Problem to solve: From the line with "Query: yellow flower" to the line with "32 127 L 19", swap "expected layout" for "required format" and give those lines again, all else unchanged.

Material for the task:
'''
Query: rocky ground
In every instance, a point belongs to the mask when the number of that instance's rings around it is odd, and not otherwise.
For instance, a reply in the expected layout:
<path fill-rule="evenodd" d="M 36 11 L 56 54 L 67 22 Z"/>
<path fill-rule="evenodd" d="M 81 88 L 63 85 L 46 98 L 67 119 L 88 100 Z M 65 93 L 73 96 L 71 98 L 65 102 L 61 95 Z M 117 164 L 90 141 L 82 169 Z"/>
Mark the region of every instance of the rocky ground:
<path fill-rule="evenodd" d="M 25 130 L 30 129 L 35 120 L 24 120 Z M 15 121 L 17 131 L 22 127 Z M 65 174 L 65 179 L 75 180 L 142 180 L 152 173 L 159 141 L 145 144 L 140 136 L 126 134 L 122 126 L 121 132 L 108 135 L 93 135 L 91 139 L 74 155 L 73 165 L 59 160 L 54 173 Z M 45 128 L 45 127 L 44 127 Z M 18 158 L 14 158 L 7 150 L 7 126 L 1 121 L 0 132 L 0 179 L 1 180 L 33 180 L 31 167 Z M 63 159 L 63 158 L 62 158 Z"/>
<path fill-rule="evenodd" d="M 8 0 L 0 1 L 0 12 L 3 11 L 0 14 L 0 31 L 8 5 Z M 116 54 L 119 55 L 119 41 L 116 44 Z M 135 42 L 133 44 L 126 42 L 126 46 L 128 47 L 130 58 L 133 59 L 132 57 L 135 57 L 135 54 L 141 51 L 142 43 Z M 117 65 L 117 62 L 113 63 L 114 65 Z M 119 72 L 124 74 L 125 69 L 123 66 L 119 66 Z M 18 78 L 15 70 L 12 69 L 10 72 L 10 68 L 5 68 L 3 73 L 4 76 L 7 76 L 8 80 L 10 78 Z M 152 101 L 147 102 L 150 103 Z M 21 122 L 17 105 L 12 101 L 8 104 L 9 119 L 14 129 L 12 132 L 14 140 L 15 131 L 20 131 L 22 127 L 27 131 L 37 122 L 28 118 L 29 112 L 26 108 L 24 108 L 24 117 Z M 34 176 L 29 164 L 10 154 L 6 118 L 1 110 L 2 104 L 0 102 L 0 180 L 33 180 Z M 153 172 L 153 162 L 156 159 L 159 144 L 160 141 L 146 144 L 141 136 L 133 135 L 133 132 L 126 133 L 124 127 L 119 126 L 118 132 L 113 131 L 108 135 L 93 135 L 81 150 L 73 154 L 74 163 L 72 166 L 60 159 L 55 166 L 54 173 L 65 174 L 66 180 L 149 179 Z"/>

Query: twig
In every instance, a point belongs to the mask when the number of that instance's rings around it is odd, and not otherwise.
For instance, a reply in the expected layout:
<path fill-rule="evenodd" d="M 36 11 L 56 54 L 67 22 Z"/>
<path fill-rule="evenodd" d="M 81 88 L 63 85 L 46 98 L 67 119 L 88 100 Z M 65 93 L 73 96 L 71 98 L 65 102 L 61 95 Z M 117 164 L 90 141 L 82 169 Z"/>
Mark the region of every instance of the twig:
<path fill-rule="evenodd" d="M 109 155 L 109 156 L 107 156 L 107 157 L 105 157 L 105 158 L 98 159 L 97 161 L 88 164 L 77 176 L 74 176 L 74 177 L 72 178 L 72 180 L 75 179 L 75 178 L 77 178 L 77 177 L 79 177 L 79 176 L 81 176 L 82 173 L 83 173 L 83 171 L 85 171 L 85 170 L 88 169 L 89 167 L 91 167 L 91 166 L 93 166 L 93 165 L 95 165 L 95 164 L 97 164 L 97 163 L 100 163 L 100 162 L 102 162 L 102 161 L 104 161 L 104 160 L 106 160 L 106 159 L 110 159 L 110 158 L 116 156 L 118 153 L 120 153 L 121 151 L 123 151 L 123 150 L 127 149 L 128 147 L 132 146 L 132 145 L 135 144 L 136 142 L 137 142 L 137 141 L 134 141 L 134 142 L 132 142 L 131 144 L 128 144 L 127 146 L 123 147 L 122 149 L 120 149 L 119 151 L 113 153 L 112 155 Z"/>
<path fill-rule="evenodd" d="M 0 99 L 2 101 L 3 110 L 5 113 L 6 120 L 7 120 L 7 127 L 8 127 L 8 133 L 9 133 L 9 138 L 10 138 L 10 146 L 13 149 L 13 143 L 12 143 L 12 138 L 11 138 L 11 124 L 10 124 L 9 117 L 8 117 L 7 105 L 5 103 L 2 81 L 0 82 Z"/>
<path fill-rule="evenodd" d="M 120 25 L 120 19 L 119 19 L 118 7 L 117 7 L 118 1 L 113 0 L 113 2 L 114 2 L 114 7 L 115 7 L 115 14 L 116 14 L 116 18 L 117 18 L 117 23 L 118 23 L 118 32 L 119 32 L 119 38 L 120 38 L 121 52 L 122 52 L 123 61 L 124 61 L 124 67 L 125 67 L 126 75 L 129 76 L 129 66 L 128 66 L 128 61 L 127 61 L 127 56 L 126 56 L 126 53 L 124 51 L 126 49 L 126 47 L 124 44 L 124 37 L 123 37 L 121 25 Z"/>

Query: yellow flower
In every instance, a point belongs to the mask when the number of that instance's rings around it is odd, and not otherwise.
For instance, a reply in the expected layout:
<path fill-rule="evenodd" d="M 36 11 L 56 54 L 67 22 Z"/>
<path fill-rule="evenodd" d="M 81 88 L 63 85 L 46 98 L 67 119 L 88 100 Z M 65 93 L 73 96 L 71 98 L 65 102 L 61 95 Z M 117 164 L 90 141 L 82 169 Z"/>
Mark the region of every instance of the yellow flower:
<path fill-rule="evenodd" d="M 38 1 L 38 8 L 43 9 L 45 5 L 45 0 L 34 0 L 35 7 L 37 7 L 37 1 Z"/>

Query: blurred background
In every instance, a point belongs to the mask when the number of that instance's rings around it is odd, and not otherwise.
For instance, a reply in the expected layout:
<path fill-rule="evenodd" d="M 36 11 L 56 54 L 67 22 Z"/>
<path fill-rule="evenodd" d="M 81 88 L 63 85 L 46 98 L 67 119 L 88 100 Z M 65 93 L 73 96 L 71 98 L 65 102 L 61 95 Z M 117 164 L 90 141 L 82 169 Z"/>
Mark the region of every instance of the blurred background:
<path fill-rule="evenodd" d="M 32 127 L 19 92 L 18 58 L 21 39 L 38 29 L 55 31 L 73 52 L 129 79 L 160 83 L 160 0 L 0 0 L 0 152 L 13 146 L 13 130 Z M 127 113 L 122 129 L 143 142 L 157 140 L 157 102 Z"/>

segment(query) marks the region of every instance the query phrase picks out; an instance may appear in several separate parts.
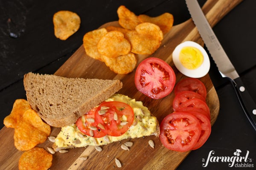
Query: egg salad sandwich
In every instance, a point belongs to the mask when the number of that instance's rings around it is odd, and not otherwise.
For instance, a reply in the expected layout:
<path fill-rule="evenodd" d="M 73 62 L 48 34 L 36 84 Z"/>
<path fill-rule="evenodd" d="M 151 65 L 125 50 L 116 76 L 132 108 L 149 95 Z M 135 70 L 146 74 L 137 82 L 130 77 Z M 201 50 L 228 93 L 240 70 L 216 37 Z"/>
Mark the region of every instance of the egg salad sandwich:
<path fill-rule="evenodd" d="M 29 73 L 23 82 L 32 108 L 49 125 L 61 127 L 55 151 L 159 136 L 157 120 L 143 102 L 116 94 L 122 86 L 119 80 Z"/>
'''
'''
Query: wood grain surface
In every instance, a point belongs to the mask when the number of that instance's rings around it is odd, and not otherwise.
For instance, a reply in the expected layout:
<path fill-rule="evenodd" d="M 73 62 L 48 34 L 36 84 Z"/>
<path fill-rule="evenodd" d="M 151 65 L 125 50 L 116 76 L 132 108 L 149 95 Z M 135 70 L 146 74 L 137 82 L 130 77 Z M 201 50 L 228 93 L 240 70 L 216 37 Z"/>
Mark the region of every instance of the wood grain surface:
'''
Task response:
Query: yellow flower
In every instance, a point belongs to the mask when the number of that instance's rings around it is odd, and not otherwise.
For instance, a reply in the required format:
<path fill-rule="evenodd" d="M 36 11 L 56 54 L 67 22 Z"/>
<path fill-rule="evenodd" d="M 81 88 L 63 85 L 46 98 L 67 119 L 88 100 Z M 65 93 L 73 96 L 71 98 L 65 102 L 61 95 Z M 117 164 L 90 141 L 82 169 Z"/>
Mark the region of every instance of the yellow flower:
<path fill-rule="evenodd" d="M 38 1 L 38 8 L 43 9 L 45 5 L 45 0 L 34 0 L 35 7 L 37 7 L 37 1 Z"/>

Query: blurred background
In every instance, a point belongs to the mask when the number of that instance's rings around it is odd, and not otherwise.
For instance, a reply in the required format:
<path fill-rule="evenodd" d="M 36 11 L 56 54 L 67 22 Z"/>
<path fill-rule="evenodd" d="M 81 88 L 63 85 L 46 98 L 67 119 L 88 100 Z M 65 93 L 73 96 L 71 98 L 65 102 L 61 95 Z M 117 164 L 90 141 L 82 169 Z"/>
Mark the region of every instance of the blurred background:
<path fill-rule="evenodd" d="M 32 127 L 19 92 L 18 58 L 21 39 L 38 29 L 55 31 L 73 52 L 129 79 L 160 83 L 160 0 L 0 0 L 0 152 L 13 146 L 13 130 Z M 127 113 L 122 129 L 143 142 L 157 140 L 157 102 Z"/>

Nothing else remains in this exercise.